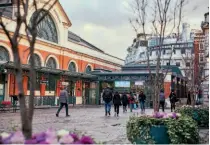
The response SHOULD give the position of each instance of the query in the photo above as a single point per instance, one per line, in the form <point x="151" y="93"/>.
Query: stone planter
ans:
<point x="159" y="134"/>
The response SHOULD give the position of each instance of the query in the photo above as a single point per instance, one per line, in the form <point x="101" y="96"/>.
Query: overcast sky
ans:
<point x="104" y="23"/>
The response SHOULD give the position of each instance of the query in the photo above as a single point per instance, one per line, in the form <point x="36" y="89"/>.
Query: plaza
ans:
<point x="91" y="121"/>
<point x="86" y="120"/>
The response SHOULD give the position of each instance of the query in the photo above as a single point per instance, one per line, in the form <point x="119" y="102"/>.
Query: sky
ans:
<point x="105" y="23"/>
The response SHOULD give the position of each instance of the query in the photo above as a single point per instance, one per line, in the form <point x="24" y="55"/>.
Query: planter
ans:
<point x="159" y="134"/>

==

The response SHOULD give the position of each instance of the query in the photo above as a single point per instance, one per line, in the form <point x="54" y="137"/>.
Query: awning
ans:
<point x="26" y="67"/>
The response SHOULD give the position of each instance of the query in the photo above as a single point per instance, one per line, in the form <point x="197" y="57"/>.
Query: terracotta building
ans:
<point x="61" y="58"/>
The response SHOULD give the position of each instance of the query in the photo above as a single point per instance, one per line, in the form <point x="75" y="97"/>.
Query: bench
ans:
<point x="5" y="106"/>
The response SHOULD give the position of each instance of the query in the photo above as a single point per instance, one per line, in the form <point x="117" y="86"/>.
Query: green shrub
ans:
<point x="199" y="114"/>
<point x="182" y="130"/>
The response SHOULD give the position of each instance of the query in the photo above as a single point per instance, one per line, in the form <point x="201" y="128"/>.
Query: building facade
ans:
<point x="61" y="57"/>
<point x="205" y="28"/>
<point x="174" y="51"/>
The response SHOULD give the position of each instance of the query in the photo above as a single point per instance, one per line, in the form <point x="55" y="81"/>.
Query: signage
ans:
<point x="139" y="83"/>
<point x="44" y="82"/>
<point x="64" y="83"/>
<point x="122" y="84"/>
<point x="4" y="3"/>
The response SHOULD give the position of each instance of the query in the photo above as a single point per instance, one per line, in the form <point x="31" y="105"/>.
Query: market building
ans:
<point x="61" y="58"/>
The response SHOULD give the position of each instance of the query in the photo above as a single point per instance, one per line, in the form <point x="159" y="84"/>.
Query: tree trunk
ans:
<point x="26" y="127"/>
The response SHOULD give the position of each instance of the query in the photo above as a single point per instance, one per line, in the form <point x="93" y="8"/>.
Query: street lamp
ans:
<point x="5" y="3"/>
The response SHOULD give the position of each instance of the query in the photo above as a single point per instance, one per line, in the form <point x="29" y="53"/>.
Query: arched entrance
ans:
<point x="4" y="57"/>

_What the task requires:_ Extract every line in the entries above that contains the string "building", counting only matches with the same letter case.

_Solution to this task:_
Query: terracotta building
Query: building facade
Query: market building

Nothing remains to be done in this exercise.